[Referring expression grounding data]
○ ○ ○ ○ ○ ○ ○
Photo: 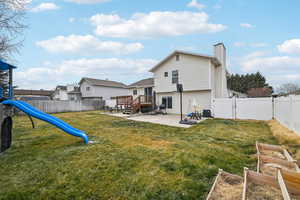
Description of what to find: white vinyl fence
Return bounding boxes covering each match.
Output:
[212,97,273,120]
[212,95,300,136]
[274,95,300,135]
[19,100,105,114]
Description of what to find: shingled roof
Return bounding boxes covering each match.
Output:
[79,77,127,88]
[14,89,54,96]
[55,85,67,90]
[128,78,154,88]
[247,87,273,97]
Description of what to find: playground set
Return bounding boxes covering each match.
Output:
[0,60,88,153]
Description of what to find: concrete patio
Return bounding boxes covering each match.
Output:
[104,112,205,128]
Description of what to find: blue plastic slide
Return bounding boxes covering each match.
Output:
[2,100,88,144]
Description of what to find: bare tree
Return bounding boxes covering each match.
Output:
[277,83,300,95]
[0,0,28,61]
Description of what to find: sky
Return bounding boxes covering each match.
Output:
[11,0,300,90]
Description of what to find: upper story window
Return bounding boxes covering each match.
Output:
[164,72,168,77]
[172,70,179,84]
[86,86,90,91]
[133,89,137,95]
[176,54,180,61]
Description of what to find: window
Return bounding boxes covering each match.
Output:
[133,89,137,95]
[86,86,90,91]
[162,96,172,109]
[172,70,179,84]
[176,54,180,61]
[167,96,172,108]
[162,97,167,107]
[164,72,168,77]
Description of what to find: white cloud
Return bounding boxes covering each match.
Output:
[30,3,60,12]
[15,58,157,89]
[65,0,110,4]
[234,42,268,48]
[90,11,226,39]
[239,51,300,85]
[69,17,75,23]
[240,23,254,28]
[278,39,300,54]
[241,55,300,72]
[36,35,144,55]
[187,0,205,10]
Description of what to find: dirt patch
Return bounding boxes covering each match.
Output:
[246,182,283,200]
[208,173,243,200]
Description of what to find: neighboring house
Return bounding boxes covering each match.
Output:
[149,43,228,114]
[228,89,248,98]
[53,85,68,100]
[14,89,54,100]
[247,87,273,98]
[79,77,129,100]
[66,84,81,101]
[128,78,154,100]
[53,84,81,101]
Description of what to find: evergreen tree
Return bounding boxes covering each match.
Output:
[227,71,272,93]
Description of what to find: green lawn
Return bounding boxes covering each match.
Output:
[0,111,278,200]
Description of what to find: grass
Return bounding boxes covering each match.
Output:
[268,120,300,162]
[0,111,280,199]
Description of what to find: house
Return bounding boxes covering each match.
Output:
[128,78,154,100]
[228,89,248,98]
[53,85,68,100]
[149,43,228,114]
[247,87,273,98]
[14,89,54,100]
[66,84,81,101]
[53,84,81,101]
[79,77,129,100]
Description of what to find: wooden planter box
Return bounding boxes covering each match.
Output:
[257,154,300,176]
[280,168,300,197]
[206,169,244,200]
[242,168,287,200]
[256,142,295,161]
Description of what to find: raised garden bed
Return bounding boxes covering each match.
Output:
[257,154,300,177]
[206,169,244,200]
[256,142,294,161]
[280,169,300,198]
[242,168,284,200]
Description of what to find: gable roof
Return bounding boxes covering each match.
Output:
[128,78,154,88]
[79,77,127,88]
[149,50,221,72]
[55,85,67,90]
[247,87,273,97]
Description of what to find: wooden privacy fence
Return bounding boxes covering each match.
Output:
[17,100,105,114]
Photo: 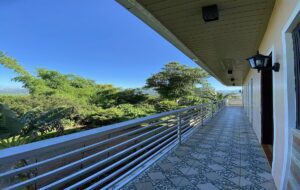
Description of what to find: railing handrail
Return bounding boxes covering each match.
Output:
[0,102,214,161]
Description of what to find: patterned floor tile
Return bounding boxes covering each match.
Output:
[229,176,253,186]
[259,181,277,190]
[179,167,199,176]
[148,172,166,181]
[197,183,219,190]
[169,176,193,187]
[204,172,223,181]
[134,182,154,190]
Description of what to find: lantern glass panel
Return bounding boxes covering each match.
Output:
[256,59,263,67]
[264,58,269,67]
[249,59,256,68]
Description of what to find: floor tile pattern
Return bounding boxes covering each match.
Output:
[121,107,276,190]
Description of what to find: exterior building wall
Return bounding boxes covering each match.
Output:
[242,0,299,189]
[244,72,261,141]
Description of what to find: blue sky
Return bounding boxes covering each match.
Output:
[0,0,240,91]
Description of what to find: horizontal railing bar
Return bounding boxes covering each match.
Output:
[40,126,177,190]
[181,111,199,121]
[180,118,193,128]
[103,136,176,190]
[181,114,202,130]
[181,113,200,125]
[181,112,196,121]
[104,114,201,190]
[0,103,210,162]
[181,121,197,134]
[104,105,220,190]
[179,108,198,117]
[65,127,177,189]
[0,117,175,179]
[180,122,196,134]
[99,117,203,190]
[4,123,174,189]
[86,132,178,190]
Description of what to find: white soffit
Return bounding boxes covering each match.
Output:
[116,0,275,86]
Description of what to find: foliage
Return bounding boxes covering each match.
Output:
[87,107,124,126]
[20,107,76,137]
[178,95,203,106]
[84,103,155,127]
[153,100,181,112]
[91,87,149,108]
[0,104,24,138]
[116,89,149,105]
[0,52,228,148]
[146,62,208,101]
[117,104,148,119]
[0,136,31,149]
[0,52,31,76]
[136,103,156,115]
[0,95,80,116]
[90,84,120,108]
[194,83,218,102]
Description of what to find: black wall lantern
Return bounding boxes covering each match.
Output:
[246,51,280,72]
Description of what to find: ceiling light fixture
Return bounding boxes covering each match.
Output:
[202,5,219,22]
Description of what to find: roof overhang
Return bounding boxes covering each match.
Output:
[116,0,275,86]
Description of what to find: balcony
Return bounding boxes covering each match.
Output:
[0,102,275,189]
[122,107,275,190]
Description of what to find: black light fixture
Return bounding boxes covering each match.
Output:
[232,83,235,86]
[230,78,235,82]
[202,5,219,22]
[246,51,280,72]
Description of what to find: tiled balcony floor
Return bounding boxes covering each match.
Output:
[121,107,276,190]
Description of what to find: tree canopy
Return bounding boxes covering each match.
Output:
[0,52,226,148]
[145,62,208,101]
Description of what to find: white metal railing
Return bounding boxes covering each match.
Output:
[0,101,225,190]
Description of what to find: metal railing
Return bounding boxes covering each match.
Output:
[0,100,225,190]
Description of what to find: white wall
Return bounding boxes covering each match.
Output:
[242,0,299,189]
[243,71,261,142]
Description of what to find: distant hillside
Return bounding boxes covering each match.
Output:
[0,88,29,95]
[218,89,241,95]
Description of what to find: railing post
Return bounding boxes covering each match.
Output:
[200,105,204,126]
[177,113,182,145]
[211,102,214,118]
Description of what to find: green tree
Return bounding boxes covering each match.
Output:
[145,62,208,102]
[0,52,221,147]
[195,83,218,102]
[0,104,24,138]
[90,85,121,108]
[195,82,233,102]
[116,89,148,105]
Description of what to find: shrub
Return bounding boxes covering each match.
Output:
[0,104,24,138]
[154,100,180,112]
[178,95,203,106]
[88,107,125,127]
[117,104,148,120]
[116,89,149,105]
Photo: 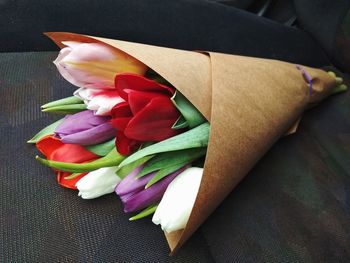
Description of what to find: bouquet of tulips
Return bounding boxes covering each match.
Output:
[28,32,346,253]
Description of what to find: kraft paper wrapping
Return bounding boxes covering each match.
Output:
[45,32,337,254]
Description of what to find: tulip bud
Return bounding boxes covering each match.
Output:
[35,135,100,189]
[55,110,116,145]
[74,87,124,116]
[111,74,181,155]
[115,165,186,213]
[152,167,203,233]
[54,41,147,89]
[76,167,121,199]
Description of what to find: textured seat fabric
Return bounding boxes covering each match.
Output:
[0,0,329,69]
[294,0,350,72]
[0,52,214,263]
[1,0,350,261]
[1,51,349,262]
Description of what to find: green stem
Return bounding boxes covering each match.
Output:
[36,148,126,173]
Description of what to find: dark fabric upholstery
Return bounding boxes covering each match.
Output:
[1,52,349,263]
[0,52,214,263]
[294,0,350,72]
[0,0,330,68]
[1,0,350,262]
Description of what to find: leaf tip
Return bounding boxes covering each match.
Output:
[328,71,336,78]
[331,83,348,95]
[35,155,47,165]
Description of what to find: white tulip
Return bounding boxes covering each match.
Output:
[74,87,124,116]
[152,167,203,233]
[76,167,121,199]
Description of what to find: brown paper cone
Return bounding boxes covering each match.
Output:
[45,32,337,254]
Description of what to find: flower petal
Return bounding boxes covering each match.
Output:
[51,144,98,162]
[74,88,124,116]
[36,135,99,190]
[115,73,175,101]
[60,122,116,145]
[121,167,184,213]
[115,165,153,196]
[54,42,147,89]
[115,131,140,155]
[36,135,64,157]
[57,171,87,189]
[54,46,87,88]
[152,167,203,233]
[128,90,169,115]
[55,110,110,137]
[88,95,124,116]
[111,102,133,130]
[76,167,121,199]
[125,97,180,141]
[74,87,98,102]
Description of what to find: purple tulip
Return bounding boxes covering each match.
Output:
[115,166,154,196]
[55,110,116,145]
[115,166,187,213]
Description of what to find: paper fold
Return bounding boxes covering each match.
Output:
[45,32,337,254]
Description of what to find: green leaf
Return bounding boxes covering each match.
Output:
[331,84,348,95]
[41,96,83,109]
[85,139,116,156]
[171,91,206,128]
[145,162,187,188]
[129,203,158,221]
[327,71,348,95]
[116,155,155,179]
[36,148,126,173]
[119,122,210,167]
[138,147,207,178]
[27,118,64,143]
[172,115,189,130]
[42,104,87,114]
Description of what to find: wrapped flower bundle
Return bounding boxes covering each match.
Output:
[29,32,347,254]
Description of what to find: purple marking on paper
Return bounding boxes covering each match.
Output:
[296,65,313,95]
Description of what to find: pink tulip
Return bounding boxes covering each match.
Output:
[54,41,147,89]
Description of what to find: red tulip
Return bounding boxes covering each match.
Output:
[111,73,181,155]
[36,135,99,189]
○ ○ ○ ○ ○ ○ ○
Exercise requirements =>
Collect the complete line wherever the string "black" appears in the records.

Response to the task =>
Description of what to find: black wall lantern
Description of what to find: black light fixture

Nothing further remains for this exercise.